The records below need to be repeated exactly, with every picture left out.

┌─ TASK DATA

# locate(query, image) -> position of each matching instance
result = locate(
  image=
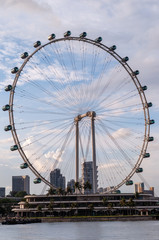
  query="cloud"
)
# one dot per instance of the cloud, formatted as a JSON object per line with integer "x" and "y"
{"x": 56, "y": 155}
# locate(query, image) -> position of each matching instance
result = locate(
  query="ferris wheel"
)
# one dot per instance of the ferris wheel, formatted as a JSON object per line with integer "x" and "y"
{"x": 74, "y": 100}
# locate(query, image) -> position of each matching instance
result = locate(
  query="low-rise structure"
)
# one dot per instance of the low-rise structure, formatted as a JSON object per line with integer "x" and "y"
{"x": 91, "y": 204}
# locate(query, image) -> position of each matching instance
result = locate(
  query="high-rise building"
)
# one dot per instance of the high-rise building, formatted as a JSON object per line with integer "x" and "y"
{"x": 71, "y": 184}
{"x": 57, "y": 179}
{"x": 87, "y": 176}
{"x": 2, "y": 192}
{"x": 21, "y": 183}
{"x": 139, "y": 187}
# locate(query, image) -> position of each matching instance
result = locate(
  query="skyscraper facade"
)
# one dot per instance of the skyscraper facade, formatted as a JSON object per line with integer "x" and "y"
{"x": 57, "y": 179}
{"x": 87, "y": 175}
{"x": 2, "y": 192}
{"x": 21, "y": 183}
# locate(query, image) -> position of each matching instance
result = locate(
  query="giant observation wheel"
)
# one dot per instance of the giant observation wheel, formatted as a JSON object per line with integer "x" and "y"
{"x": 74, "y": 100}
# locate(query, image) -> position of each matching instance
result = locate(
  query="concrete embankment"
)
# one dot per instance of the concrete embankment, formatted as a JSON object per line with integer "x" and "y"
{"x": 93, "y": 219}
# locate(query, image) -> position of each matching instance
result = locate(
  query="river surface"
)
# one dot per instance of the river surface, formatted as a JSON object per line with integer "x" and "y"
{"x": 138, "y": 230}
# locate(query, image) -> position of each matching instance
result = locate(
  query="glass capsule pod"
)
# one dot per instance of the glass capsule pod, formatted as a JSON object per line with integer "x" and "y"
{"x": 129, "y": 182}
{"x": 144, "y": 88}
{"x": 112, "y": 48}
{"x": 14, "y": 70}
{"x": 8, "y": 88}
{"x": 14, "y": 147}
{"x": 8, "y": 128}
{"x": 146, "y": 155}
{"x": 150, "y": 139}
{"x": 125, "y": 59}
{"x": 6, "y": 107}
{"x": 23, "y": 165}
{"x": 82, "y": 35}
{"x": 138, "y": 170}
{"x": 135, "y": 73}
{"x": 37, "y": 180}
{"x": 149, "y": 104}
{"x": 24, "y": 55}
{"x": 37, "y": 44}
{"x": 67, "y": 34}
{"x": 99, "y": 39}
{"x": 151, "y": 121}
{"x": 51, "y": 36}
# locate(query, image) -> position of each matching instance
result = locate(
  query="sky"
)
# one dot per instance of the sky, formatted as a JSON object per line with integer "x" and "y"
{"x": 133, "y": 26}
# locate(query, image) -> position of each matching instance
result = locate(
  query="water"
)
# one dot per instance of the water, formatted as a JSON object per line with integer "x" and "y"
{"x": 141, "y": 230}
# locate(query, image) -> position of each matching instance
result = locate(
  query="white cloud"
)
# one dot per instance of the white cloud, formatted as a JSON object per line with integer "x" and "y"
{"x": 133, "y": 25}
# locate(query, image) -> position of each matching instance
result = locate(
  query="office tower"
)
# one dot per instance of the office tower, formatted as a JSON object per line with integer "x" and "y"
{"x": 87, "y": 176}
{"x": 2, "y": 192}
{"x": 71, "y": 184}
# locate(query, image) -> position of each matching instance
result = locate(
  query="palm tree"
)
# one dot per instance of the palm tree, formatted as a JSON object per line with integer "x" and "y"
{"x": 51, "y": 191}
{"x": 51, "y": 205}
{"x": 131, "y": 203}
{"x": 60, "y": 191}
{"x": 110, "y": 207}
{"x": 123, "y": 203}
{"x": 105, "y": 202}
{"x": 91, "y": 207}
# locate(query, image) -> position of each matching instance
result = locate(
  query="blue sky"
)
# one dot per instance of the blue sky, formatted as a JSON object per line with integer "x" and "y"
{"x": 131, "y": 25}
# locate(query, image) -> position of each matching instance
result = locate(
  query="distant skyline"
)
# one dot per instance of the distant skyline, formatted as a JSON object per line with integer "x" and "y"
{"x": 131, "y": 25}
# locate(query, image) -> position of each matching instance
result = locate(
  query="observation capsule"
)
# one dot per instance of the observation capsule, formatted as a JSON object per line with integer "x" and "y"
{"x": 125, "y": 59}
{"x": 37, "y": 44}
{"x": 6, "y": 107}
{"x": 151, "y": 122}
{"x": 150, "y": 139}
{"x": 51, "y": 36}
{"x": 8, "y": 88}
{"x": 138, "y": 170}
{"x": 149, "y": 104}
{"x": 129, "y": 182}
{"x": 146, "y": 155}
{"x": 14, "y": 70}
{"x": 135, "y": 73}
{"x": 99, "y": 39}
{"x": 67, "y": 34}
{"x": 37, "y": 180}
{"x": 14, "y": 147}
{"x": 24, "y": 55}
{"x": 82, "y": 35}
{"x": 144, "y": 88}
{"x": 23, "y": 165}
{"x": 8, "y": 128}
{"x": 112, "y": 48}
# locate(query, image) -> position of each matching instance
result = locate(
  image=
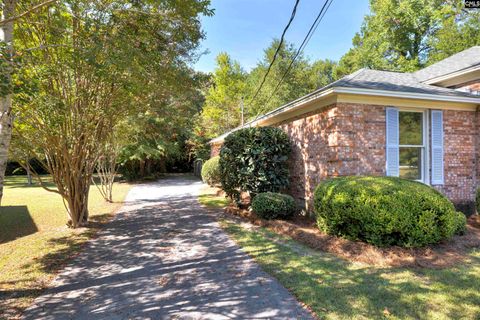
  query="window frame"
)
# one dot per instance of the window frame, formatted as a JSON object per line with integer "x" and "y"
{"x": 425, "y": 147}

└─

### YOUR RESPONSE:
# locate(query, image) -> position of each matching instance
result = locate(
  image=
  query="cloud"
)
# one dot per instance of the cloud, formatted as a JSON object per line with integer "x" and "y"
{"x": 56, "y": 155}
# locate(query, image) -> position of each matching instance
result = locate(
  query="ferris wheel"
)
# one dot per instance of the ferris wheel, formatted as a JSON object per line with integer "x" and "y"
{"x": 74, "y": 100}
# locate(query, image) -> position of each matching instance
result = locate(
  query="low-rise structure"
)
# one dot per instance of the low-rise structure, formatted as a JSON object per line with integer "x" and "y"
{"x": 91, "y": 204}
# locate(query, image) -> position of each matching instance
result = locate(
  query="high-rise building"
)
# one dot per instance of the high-rise building, formatted as a JSON object per line with integer "x" and "y"
{"x": 71, "y": 184}
{"x": 57, "y": 179}
{"x": 87, "y": 176}
{"x": 2, "y": 192}
{"x": 21, "y": 183}
{"x": 139, "y": 187}
# locate(query, image) -> position of each matching instance
result = locate(
  query="skyscraper facade"
)
# one dot per instance of the skyscraper facade, formatted as a JSON object per line with integer "x" and "y"
{"x": 57, "y": 179}
{"x": 87, "y": 175}
{"x": 2, "y": 192}
{"x": 21, "y": 183}
# locate(query, image) -> position of each matching instance
result = locate(
  query="giant observation wheel"
)
# one dot per instance of the giant observation wheel, formatted as a JSON object per line with integer "x" and "y"
{"x": 74, "y": 100}
# locate(query, image) -> position of each matching instance
result = locate(
  query="concrete embankment"
)
# one dot per instance of the concrete embankment, formatted as a JSON object per line with integer "x" and "y"
{"x": 93, "y": 219}
# locate(query, image) -> position of each matching instance
result = locate(
  query="river surface"
)
# one dot per instance of the river surface, formatted as a JSON object per line with integer "x" and "y"
{"x": 138, "y": 230}
# locate(query, image) -> position of each matching instance
result = locate(
  query="glass capsule pod"
)
# one dot per instance of the glass capsule pod, formatted as a JSON object per line with integer "x" and "y"
{"x": 129, "y": 182}
{"x": 144, "y": 88}
{"x": 112, "y": 48}
{"x": 14, "y": 70}
{"x": 8, "y": 88}
{"x": 14, "y": 147}
{"x": 8, "y": 128}
{"x": 146, "y": 155}
{"x": 150, "y": 139}
{"x": 125, "y": 59}
{"x": 6, "y": 107}
{"x": 23, "y": 165}
{"x": 82, "y": 35}
{"x": 138, "y": 170}
{"x": 135, "y": 73}
{"x": 37, "y": 180}
{"x": 149, "y": 104}
{"x": 24, "y": 55}
{"x": 37, "y": 44}
{"x": 67, "y": 34}
{"x": 99, "y": 39}
{"x": 151, "y": 121}
{"x": 51, "y": 36}
# locate(query, image) -> position of each matching instance
result = locate(
  query="sky"
)
# one dot per instance of the sky, formatted as a JSON object per line with integer "x" and "y"
{"x": 133, "y": 26}
# locate(query, image) -> position of each matching instance
result = locate(
  query="water"
)
# one dot per instance of the water, formatted as a JSON object per line with integer "x" and "y"
{"x": 141, "y": 230}
# locate(query, image) -> position of each matching instance
result = locate(
  query="white cloud"
)
# one dot per instance of the white cloud, formatted as a JSON object per line with integer "x" and "y"
{"x": 133, "y": 25}
# locate(query, image) -> position of each matching instance
result = locate(
  query="office tower"
)
# one dot per instance of the office tower, formatted as a JSON object per line with integer "x" and "y"
{"x": 87, "y": 176}
{"x": 2, "y": 192}
{"x": 71, "y": 184}
# locate(query, image) -> position of each matching instance
result = locate(
  query="palm tree"
)
# one dot per instance of the palm tree, formatted as a JSON object per line with integer "x" and "y"
{"x": 51, "y": 191}
{"x": 51, "y": 205}
{"x": 131, "y": 203}
{"x": 60, "y": 191}
{"x": 110, "y": 207}
{"x": 123, "y": 203}
{"x": 105, "y": 202}
{"x": 91, "y": 207}
# locate(query, image) -> position of each matching instance
result = locate(
  query="blue sky"
)
# one dot per instance of the blue sky, formatted as a JSON object per line with integer "x" and "y"
{"x": 131, "y": 25}
# locate(query, image) -> position of each matching instance
result = locate(
  query="distant skyline"
)
# one dot per instance of the distant skyline, formatted as a JSON object per line with integer "x" and "y"
{"x": 131, "y": 25}
# locate(query, image) -> position of each matching instance
result = locate(
  query="observation capsule"
)
# one dot per instance of the observation capsule, formatted as a JSON object per line with integer "x" and "y"
{"x": 125, "y": 59}
{"x": 37, "y": 44}
{"x": 6, "y": 107}
{"x": 151, "y": 122}
{"x": 150, "y": 139}
{"x": 51, "y": 36}
{"x": 8, "y": 88}
{"x": 138, "y": 170}
{"x": 149, "y": 104}
{"x": 129, "y": 182}
{"x": 146, "y": 155}
{"x": 14, "y": 70}
{"x": 135, "y": 73}
{"x": 99, "y": 39}
{"x": 67, "y": 34}
{"x": 37, "y": 180}
{"x": 14, "y": 147}
{"x": 24, "y": 55}
{"x": 82, "y": 35}
{"x": 144, "y": 88}
{"x": 23, "y": 165}
{"x": 8, "y": 128}
{"x": 112, "y": 48}
# locate(query, image) -> position of each matching instance
result = locate(
  image=
  query="window frame"
)
# one dot per instance of the window frame, formatted as a JSON object per line with integer "x" and "y"
{"x": 425, "y": 147}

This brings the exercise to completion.